鑑定人試験対策:保険価額の評価

主に保険価額の評価に関連する内容に焦点を当てています。具体的には、機械や建物、家財などの保険価額の評価方法、再調達価額と時価額の違い、各種資産の減価評価、および保険法に関する知識が中心です。

また、商品の流通段階における価格評価や、特定のアイテム(例えばデッドストック)の保険価額算定方法についても問われています。これらの問題は、保険業界における価値評価の複雑さと多様性を反映しています。

保険価額の評価

保険価額の評価は、資産の種類や状況、市場状態など多様な要因を考慮し、柔軟かつ具体的なアプローチが必要です。

再調達価額と時価額の理解

再調達価額は新しい同等品を購入するのに必要な費用を意味し、時価額は現在の市場価値を指します。保険価額の評価では、これらの違いを理解し適切に適用することが重要です。

資産種別ごとの評価方法の違い

機械、建物、家財など、異なる資産種別ごとに評価方法が異なります。例えば、建物の評価では基礎部分や付帯設備をどう扱うかが重要で、家財では家族構成や消費生活を考慮します。

流通過程における価格評価の考慮

商品の保険価額評価では、流通過程の各段階での価格が重要です。最終的な販売価格だけでなく、流通過程の価格変動も考慮する必要があります。

課題概要 1 :: 保険価額の評価に関する本文から、「鑑定人試験対策:保険価額の評価」で始まり「体的なアプローチが必要です。」に至るまでの部分を、一字一句違えずに書き写してください。

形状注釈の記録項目

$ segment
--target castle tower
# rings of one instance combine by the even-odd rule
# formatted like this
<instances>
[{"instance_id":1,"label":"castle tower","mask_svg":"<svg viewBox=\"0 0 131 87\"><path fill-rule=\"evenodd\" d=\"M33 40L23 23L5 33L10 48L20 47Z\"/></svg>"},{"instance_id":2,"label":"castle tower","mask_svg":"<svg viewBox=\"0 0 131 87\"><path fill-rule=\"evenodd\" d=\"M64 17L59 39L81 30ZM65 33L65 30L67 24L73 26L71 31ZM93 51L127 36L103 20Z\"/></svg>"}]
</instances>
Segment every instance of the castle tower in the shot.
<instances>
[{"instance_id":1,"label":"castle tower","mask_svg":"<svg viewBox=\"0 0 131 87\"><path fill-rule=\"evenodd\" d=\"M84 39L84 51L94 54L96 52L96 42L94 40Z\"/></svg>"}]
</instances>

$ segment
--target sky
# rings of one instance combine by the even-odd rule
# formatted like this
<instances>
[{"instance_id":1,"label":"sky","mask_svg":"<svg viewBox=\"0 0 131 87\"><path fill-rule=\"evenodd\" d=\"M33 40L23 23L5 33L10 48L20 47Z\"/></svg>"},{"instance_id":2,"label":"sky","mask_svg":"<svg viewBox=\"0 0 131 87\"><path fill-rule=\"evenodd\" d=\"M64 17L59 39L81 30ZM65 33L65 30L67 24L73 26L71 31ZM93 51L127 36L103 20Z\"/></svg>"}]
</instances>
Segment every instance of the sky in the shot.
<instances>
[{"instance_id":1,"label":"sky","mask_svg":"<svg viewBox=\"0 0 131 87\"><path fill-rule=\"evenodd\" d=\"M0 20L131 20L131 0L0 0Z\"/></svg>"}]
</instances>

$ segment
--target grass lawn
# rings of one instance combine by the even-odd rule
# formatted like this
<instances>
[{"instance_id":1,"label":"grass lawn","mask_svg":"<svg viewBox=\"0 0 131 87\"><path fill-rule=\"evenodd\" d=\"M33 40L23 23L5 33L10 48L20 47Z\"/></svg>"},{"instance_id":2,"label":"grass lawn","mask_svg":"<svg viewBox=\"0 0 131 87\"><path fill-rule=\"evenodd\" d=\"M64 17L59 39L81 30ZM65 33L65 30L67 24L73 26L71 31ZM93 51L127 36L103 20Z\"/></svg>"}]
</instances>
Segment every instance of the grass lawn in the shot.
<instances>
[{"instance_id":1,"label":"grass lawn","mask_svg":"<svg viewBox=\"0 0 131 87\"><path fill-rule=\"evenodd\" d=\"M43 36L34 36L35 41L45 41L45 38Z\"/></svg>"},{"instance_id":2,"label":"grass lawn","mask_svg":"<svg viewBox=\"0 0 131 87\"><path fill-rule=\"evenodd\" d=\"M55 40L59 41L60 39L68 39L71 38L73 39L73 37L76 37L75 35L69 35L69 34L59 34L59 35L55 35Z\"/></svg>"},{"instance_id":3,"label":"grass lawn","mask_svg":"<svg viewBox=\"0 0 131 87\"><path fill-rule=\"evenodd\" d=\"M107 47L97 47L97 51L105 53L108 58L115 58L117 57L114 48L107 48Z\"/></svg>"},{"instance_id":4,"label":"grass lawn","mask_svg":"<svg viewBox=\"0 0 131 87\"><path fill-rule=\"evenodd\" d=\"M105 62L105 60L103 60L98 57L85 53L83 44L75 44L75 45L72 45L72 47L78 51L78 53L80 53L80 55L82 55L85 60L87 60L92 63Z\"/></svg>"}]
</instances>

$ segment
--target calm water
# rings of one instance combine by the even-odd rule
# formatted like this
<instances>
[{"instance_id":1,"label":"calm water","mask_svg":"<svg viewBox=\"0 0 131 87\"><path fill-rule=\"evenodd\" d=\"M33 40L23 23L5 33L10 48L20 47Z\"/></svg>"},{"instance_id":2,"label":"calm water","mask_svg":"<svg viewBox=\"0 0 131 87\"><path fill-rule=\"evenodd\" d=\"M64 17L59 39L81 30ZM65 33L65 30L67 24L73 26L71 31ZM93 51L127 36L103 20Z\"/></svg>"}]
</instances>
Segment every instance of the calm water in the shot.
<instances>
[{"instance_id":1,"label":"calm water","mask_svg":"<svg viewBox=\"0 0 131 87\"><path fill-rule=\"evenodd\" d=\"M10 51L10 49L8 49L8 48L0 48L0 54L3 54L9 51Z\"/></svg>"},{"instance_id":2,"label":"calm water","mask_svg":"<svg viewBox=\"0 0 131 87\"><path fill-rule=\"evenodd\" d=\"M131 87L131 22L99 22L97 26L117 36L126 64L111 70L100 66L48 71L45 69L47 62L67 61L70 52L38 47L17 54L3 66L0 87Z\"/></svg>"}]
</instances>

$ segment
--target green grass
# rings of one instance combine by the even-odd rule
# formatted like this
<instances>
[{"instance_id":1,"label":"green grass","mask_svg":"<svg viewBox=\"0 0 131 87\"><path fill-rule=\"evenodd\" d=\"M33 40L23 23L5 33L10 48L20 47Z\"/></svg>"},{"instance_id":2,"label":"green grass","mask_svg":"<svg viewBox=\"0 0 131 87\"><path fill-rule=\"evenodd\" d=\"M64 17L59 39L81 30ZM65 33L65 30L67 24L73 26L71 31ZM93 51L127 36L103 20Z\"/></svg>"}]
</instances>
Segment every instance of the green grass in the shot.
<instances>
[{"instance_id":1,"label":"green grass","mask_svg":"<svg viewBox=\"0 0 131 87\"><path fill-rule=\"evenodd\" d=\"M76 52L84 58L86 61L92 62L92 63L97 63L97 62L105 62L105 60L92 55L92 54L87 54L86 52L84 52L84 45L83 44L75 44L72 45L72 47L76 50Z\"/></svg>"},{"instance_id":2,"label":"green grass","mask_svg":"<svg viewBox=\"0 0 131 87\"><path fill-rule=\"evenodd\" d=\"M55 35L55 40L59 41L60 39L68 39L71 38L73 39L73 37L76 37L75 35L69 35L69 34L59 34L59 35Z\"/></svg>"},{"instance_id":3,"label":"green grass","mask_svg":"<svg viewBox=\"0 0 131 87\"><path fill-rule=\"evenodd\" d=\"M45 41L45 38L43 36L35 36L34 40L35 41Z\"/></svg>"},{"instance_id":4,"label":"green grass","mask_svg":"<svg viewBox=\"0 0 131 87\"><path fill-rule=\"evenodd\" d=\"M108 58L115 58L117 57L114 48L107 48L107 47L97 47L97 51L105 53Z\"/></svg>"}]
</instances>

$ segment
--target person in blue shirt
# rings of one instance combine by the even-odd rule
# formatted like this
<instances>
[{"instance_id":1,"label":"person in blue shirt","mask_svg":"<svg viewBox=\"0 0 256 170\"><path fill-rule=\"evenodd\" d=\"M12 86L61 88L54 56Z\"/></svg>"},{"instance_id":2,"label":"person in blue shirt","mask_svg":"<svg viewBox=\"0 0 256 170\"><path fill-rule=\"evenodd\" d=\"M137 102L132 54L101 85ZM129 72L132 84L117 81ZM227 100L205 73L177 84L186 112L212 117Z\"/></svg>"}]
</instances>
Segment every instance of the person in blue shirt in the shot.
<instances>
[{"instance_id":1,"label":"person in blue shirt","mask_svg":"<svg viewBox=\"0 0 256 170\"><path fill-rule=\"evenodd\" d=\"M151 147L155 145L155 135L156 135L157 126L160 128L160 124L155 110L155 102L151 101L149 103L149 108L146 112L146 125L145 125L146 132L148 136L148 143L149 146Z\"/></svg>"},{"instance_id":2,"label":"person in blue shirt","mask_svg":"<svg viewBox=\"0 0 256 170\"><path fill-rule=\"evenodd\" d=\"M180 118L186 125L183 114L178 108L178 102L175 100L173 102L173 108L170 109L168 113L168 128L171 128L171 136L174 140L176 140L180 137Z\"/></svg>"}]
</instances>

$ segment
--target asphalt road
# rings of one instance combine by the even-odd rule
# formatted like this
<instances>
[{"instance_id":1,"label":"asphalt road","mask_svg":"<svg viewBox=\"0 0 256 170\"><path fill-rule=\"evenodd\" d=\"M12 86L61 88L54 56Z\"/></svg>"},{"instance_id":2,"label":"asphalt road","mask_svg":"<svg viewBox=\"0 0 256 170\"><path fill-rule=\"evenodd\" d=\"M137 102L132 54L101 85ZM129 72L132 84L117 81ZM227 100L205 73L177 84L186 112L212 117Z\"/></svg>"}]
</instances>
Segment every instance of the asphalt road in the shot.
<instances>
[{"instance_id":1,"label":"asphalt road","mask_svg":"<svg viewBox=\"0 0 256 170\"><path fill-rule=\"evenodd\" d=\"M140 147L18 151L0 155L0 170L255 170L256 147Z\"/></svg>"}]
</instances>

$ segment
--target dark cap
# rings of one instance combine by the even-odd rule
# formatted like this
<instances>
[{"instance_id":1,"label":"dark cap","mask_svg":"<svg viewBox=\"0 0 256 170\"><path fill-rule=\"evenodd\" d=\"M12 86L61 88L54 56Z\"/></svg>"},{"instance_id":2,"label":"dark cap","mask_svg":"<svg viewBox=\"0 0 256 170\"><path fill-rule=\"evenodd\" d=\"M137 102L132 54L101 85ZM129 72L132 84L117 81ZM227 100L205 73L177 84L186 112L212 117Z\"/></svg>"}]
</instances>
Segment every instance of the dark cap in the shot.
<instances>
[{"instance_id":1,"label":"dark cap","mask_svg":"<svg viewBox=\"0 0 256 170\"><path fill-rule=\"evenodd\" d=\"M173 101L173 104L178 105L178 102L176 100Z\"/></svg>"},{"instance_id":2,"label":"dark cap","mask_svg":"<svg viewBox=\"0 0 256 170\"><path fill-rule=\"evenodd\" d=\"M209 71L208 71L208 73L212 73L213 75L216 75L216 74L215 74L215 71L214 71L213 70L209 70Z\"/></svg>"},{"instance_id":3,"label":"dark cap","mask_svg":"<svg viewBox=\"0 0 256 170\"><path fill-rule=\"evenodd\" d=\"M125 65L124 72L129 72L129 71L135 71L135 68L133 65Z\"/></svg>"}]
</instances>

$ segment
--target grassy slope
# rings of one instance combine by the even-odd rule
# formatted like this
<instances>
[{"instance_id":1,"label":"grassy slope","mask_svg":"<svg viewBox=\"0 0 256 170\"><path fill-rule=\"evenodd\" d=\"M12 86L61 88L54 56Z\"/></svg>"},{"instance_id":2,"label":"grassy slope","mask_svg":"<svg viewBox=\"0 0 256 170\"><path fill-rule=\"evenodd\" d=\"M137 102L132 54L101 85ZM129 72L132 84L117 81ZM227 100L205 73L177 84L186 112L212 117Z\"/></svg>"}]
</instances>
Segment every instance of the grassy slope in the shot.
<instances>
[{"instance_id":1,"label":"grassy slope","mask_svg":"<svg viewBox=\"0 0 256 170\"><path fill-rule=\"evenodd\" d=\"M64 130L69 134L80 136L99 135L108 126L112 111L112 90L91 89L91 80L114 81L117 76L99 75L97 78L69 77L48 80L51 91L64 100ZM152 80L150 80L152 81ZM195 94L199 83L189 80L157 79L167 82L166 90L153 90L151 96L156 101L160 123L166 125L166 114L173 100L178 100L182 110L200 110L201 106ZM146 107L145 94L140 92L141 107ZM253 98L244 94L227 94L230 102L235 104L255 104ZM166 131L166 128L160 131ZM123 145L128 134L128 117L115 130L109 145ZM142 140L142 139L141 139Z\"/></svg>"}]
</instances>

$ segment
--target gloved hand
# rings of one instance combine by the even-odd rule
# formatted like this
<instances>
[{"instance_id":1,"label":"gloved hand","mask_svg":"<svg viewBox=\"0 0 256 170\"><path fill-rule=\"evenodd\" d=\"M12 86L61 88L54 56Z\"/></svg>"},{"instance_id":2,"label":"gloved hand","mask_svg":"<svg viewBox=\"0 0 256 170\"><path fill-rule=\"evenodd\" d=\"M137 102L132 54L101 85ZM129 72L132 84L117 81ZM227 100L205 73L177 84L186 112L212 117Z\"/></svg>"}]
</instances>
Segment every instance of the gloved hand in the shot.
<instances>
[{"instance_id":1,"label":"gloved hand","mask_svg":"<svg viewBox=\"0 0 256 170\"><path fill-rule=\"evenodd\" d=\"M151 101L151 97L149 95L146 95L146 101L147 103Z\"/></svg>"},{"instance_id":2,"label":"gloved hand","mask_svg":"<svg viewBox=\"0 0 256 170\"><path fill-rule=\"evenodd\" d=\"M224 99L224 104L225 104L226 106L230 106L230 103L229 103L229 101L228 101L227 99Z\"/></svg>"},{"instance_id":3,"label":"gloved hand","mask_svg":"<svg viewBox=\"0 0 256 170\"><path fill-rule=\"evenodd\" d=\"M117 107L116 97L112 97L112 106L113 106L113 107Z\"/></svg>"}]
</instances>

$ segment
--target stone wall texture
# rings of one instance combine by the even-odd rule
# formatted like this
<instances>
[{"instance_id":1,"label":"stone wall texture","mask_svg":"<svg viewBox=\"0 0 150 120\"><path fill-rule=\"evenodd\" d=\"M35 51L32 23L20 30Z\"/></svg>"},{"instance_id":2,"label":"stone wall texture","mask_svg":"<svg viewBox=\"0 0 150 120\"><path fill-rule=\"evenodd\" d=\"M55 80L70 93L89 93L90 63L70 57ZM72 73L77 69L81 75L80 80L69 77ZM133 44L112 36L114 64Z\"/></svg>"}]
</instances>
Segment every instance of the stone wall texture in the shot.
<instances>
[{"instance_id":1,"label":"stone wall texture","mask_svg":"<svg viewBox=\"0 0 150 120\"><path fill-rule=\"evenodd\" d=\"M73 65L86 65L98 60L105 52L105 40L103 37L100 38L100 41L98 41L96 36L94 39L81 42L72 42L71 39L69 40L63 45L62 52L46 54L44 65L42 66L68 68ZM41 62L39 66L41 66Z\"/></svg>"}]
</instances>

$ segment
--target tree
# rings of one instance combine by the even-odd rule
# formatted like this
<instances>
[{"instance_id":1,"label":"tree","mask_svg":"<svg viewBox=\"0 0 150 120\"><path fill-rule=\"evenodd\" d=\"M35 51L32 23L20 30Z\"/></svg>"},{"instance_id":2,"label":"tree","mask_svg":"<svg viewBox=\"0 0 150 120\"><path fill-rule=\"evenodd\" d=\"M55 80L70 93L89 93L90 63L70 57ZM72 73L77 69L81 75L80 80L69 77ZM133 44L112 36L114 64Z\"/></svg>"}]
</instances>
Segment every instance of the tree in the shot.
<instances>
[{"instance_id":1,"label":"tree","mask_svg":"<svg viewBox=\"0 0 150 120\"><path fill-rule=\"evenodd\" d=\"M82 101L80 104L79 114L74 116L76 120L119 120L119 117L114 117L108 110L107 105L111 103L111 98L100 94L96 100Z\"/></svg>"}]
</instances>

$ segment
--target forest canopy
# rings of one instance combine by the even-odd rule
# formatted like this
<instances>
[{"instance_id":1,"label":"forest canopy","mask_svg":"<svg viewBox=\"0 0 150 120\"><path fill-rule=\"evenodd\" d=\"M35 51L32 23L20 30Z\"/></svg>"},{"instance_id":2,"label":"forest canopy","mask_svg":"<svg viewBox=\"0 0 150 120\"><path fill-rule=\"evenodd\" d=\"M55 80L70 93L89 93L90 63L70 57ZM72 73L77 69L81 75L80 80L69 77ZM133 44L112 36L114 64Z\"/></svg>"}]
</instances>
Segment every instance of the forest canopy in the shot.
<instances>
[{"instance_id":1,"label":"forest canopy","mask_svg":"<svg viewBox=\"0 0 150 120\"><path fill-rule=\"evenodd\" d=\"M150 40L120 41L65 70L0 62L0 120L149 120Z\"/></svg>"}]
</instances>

課題概要 2 :: 記録の中から文字列「asphalt」を含む行をすべて探し出し、そのまま書き出してください。大文字と小文字は区別します。

課題への回答 1 ::
鑑定人試験対策:保険価額の評価

主に保険価額の評価に関連する内容に焦点を当てています。具体的には、機械や建物、家財などの保険価額の評価方法、再調達価額と時価額の違い、各種資産の減価評価、および保険法に関する知識が中心です。

また、商品の流通段階における価格評価や、特定のアイテム(例えばデッドストック)の保険価額算定方法についても問われています。これらの問題は、保険業界における価値評価の複雑さと多様性を反映しています。

保険価額の評価

保険価額の評価は、資産の種類や状況、市場状態など多様な要因を考慮し、柔軟かつ具体的なアプローチが必要です。

課題への回答 2 ::
--target asphalt road
[{"instance_id":1,"label":"asphalt road","mask_svg":"<svg viewBox=\"0 0 256 170\"><path fill-rule=\"evenodd\" d=\"M12 86L61 88L54 56Z\"/></svg>"},{"instance_id":2,"label":"asphalt road","mask_svg":"<svg viewBox=\"0 0 256 170\"><path fill-rule=\"evenodd\" d=\"M137 102L132 54L101 85ZM129 72L132 84L117 81ZM227 100L205 73L177 84L186 112L212 117Z\"/></svg>"}]
Segment every instance of the asphalt road in the shot.
[{"instance_id":1,"label":"asphalt road","mask_svg":"<svg viewBox=\"0 0 256 170\"><path fill-rule=\"evenodd\" d=\"M140 147L18 151L0 155L0 170L255 170L256 147Z\"/></svg>"}]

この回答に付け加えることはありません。